Work required: The answer must be every record below, repeated exactly.
*** Input data ***
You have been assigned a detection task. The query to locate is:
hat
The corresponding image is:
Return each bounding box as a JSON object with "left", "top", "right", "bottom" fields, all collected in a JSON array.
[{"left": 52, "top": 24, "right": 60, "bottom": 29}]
*** End of Input data ***
Result of this task:
You have been assigned a detection task. The query to locate is:
hat
The corresponding image is:
Return each bounding box as a JSON object with "left", "top", "right", "bottom" fields, all collected in a JSON array.
[{"left": 52, "top": 24, "right": 60, "bottom": 29}]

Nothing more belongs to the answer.